# Exercise prompt
Can you rewrite every line of the items below as a Markdown table with the columns "Row" and "Line", numbering the rows and skipping blank lines? Leave the pictures out of the table.

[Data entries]
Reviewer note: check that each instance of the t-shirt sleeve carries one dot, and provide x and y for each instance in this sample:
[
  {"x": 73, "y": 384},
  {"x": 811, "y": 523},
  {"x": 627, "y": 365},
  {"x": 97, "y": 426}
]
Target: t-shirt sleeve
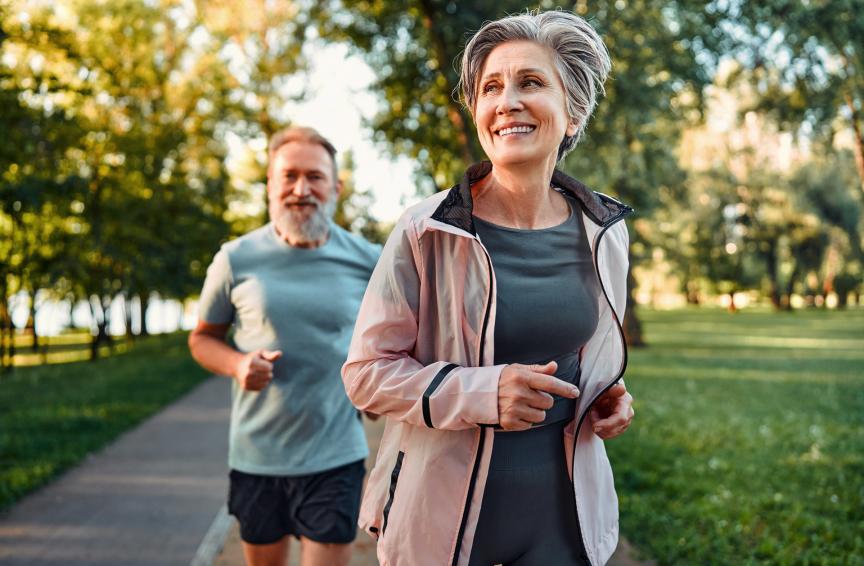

# Reply to the task
| Row | Line |
|---|---|
| 1 | Reviewer note: check that each instance of the t-shirt sleeve carries one dot, and provide x and y for each instance in this sample: |
| 2 | [ |
| 3 |   {"x": 73, "y": 384}, |
| 4 |   {"x": 811, "y": 523}, |
| 5 |   {"x": 627, "y": 365}, |
| 6 |   {"x": 97, "y": 426} |
| 7 | ] |
| 8 | Target: t-shirt sleeve |